> [Task to complete] Reproduce the data below with every occurrence of "marker" swapped for "pin" and nothing else altered, omitting the pictures.

> [Material for the task]
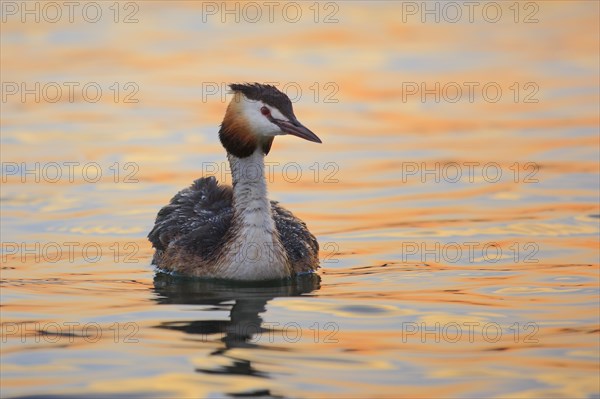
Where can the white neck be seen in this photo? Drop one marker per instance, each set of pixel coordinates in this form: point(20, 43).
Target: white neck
point(254, 250)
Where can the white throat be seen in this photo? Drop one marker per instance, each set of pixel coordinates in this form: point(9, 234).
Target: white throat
point(254, 251)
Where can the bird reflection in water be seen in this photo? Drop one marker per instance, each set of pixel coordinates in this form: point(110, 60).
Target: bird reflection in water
point(246, 301)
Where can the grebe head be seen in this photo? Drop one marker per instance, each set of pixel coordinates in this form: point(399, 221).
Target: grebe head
point(255, 116)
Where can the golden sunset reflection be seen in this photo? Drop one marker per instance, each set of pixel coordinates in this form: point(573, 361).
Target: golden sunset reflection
point(454, 197)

> [Correct response]
Where can the white neck be seen in this photo? Drop one pin per instance, each set of pixel coordinates in this form: point(20, 43).
Target: white neck
point(254, 250)
Where can the white throat be seen in this photo? Drop one pin per instance, each set of pixel coordinates in this form: point(9, 234).
Target: white throat
point(254, 251)
Where can the bird reflection in water be seen in this photo? Drop one pin per instance, each set of pixel coordinates in this form: point(110, 60).
Target: bird reflection in water
point(246, 301)
Where can the grebe head be seen in this photo? Drop one pin per instance, each set of pixel coordinates in this form: point(399, 221).
Target: grebe head
point(255, 116)
Where can the golden sunset reflection be seen in this photo? Drop one pin per instance, each set of pixel coordinates in this form: point(573, 361).
Target: golden sunset reflection
point(454, 197)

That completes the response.